- READING PASSAGE
———
What is solar power?
Solar power is produced by photovoltaic, or “PV”, solar panels and other devices that capture the energy in sunlight and convert it to electricity. This electricity can then be fed directly to a consumer, an electric power grid, or a storage device. Typically, solar panels are installed on the roof of a home or business, and use the power generated to meet the owner’s energy needs and provide surplus electricity to the grid. Other applications include heating water and providing power in areas where electricity connections are not available, such as on road signs, cellular phone towers, and satellites.
What are the benefits of solar power?
- Competitive Costs: Over the past 20 years, the price of solar power has fallen dramatically and is expected to continue to fall to levels competitive with other sources of electricity. Current systems provide power at approximately $.20 per kilowatt hour and are expected to fall to approximately $.10 per kWh by 2010. These rates are very competitive with average 2005 national retail electricity price of $.08 per kWh and well below many average 2005 regional retail electricity prices such as New England ($.1179 per kWh), the Mid-Atlantic ($.1083 per kWh) and California ($.1131 per kWh). Average residential and commercial electricity rates are even higher, making installing PV systems even more competitive at homes and businesses where solar power would replace electricity purchased from the grid. Additionally, solar power provides consistent, low maintenance electricity and insulates owners from price spikes, blackouts, and market manipulation. Furthermore, excess solar power from a home or business can be sold into local electricity grids, further reducing a building’s electricity costs. The sum of these savings over time will pay often surpass a solar power system’s installation and maintenance costs – in essence earning money for it’s owners.
- Abundant Supply: Solar power could meet today’s total U.S. electricity demand by PV systems covering only 0.4% of the nation in a high-sunlight area such as the Southwest — an area about 100 square miles. These panels, in reality, will be installed across the United States on roofs and other structures close where it is consumed. And technologies such as PV roof shingles, windows, and flexible fabrics that are easily and cheaply integrated into new and existing buildings are emerging.
- Secure and Stable Supply: Because solar power is generated domestically, often at the site where it will be consumed, prices and supplies are immune to blackouts, international uncertainty and do not rely on long-distance supply networks.
———
Spatial localization data
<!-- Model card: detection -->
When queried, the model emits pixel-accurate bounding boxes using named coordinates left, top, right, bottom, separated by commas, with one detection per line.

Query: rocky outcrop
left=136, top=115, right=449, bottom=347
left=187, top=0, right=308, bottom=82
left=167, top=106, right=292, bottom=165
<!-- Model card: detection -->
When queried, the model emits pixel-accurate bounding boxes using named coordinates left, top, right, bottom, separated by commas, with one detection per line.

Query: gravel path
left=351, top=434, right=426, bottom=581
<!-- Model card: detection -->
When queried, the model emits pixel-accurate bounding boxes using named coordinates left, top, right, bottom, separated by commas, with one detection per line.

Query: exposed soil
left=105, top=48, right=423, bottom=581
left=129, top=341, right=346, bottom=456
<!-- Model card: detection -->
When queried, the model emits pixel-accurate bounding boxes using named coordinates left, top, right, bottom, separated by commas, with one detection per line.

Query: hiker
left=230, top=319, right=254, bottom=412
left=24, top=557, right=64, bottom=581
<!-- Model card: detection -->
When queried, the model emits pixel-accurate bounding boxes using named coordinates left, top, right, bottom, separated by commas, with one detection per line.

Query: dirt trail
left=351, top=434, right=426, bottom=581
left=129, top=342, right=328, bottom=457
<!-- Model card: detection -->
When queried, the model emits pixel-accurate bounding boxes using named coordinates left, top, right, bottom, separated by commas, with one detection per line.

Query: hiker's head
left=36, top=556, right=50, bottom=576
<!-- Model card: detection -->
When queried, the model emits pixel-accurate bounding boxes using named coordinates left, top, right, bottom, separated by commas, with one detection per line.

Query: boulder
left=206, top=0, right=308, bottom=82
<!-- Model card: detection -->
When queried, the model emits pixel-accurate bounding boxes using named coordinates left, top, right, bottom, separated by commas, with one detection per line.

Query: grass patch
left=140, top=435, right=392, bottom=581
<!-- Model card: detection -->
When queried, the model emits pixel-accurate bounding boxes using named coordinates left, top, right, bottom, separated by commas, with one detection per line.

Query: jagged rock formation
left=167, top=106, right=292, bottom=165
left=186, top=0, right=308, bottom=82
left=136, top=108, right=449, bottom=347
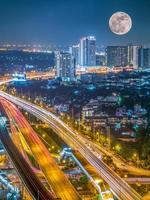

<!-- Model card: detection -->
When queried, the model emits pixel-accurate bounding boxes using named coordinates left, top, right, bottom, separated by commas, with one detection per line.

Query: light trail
left=0, top=97, right=80, bottom=200
left=0, top=91, right=142, bottom=200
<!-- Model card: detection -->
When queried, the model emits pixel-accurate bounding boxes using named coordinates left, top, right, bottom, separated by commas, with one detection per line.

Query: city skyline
left=0, top=0, right=150, bottom=46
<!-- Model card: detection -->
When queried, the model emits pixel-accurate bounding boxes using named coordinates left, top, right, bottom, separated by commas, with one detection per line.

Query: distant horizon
left=0, top=0, right=150, bottom=46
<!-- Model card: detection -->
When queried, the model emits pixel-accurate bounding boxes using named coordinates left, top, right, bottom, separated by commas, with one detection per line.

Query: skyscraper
left=106, top=46, right=128, bottom=67
left=56, top=52, right=75, bottom=81
left=79, top=36, right=96, bottom=66
left=70, top=44, right=80, bottom=66
left=138, top=47, right=150, bottom=68
left=128, top=45, right=140, bottom=68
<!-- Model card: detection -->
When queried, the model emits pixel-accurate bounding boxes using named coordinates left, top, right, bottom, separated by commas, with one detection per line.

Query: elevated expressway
left=0, top=97, right=80, bottom=200
left=0, top=119, right=54, bottom=200
left=0, top=91, right=142, bottom=200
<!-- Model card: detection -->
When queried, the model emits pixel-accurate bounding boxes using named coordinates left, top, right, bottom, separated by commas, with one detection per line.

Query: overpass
left=0, top=91, right=142, bottom=200
left=0, top=119, right=54, bottom=200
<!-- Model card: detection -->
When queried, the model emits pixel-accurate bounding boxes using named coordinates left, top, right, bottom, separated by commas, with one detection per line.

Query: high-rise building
left=79, top=36, right=96, bottom=66
left=106, top=46, right=128, bottom=67
left=128, top=45, right=140, bottom=68
left=56, top=52, right=75, bottom=81
left=70, top=44, right=80, bottom=66
left=96, top=53, right=106, bottom=66
left=138, top=47, right=150, bottom=68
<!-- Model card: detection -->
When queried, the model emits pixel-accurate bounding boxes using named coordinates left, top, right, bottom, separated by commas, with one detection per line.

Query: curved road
left=0, top=119, right=54, bottom=200
left=0, top=91, right=142, bottom=200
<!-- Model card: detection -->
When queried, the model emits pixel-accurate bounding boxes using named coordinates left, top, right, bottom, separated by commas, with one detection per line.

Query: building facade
left=79, top=36, right=96, bottom=66
left=106, top=46, right=128, bottom=67
left=56, top=52, right=75, bottom=81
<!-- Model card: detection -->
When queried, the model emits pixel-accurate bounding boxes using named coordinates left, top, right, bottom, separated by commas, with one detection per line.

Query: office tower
left=56, top=52, right=75, bottom=81
left=106, top=46, right=128, bottom=67
left=128, top=45, right=140, bottom=68
left=96, top=53, right=106, bottom=66
left=70, top=44, right=80, bottom=66
left=138, top=47, right=150, bottom=68
left=79, top=36, right=96, bottom=66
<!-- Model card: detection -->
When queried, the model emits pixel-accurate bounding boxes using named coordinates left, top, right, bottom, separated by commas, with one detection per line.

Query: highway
left=0, top=119, right=54, bottom=200
left=0, top=97, right=80, bottom=200
left=0, top=91, right=142, bottom=200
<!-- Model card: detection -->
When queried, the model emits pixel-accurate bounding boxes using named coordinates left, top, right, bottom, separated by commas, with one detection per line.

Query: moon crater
left=109, top=12, right=132, bottom=35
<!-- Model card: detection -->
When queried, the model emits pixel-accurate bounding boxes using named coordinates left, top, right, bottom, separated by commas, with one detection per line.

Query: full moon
left=109, top=12, right=132, bottom=35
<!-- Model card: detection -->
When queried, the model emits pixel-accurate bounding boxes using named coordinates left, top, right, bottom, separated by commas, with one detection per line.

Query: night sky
left=0, top=0, right=150, bottom=45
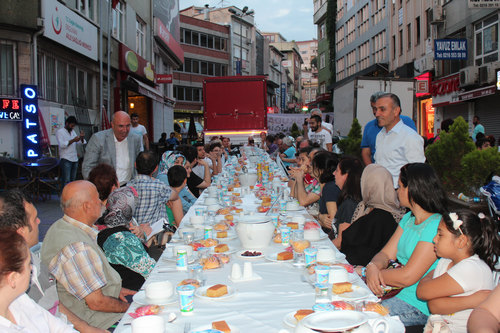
———
- ASSIGNED TASK 1
From the solar power text, extract the passage from "Solar power is produced" up to and including "of solar power?".
- ASSIGNED TASK 2
Continue the text on solar power, starting after its last sentence.
The items have no connection to the solar power text.

- EXPECTED OUTPUT 1
Solar power is produced by photovoltaic, or “PV”, solar panels and other devices that capture the energy in sunlight and convert it to electricity. This electricity can then be fed directly to a consumer, an electric power grid, or a storage device. Typically, solar panels are installed on the roof of a home or business, and use the power generated to meet the owner’s energy needs and provide surplus electricity to the grid. Other applications include heating water and providing power in areas where electricity connections are not available, such as on road signs, cellular phone towers, and satellites.
What are the benefits of solar power?

- EXPECTED OUTPUT 2
- Cleaner Air: Solar power does not pollute the air or water. It replaces electricity generated from facilities powered by coal, natural gas and other non-renewable fuels, eliminating threats to public health such as carbon monoxide, particulate, and toxic chemical emissions from those facilities. Additionally, when a solar power replaces electricity from a coal-fired power plant it also eliminates a potential source of sulfur emissions – a major component of acid rain.
- Reducing Global Warming: Solar power does not produce CO2 or any other greenhouse gases, thus helping to reduce the risk of climate change.
Can I install solar panels on my home or business?
Most likely, yes. And, you will likely benefit from government rebates and/or tax incentives that will significantly reduce the installation costs of a solar system. Solar panels are easily integrated into the existing wiring of a home and will work in concert with the electricity grid to power your home or business.
Is solar power reliable?
Solar panels do not have any moving parts and require very little maintenance. They can be installed to augment a building’s existing connection to the local electricity grid or, with proper sizing and the addition of batteries or other power storage device, to allow a building to be independent of the grid. In both cases, if demand surpasses the output of the solar panels, for instance overnight or during an unlikely malfunction, they will still provide a reliable supply of electricity.
Solar and the 25x’25 Alliance
25x’25 is a unique Alliance of interests, established initially in the agricultural and forestry sectors and now includes partners from the national security, business, labor, environmental, and religious communities. Solar technologies will be an important part of achieving the campaign’s goal by bringing power to areas where grid access would be cost prohibitive or impossible, reducing the energy bills of many homes and businesses in both rural and urban areas, and powering communications equipment, water pumps and remote sensors on America’s working lands.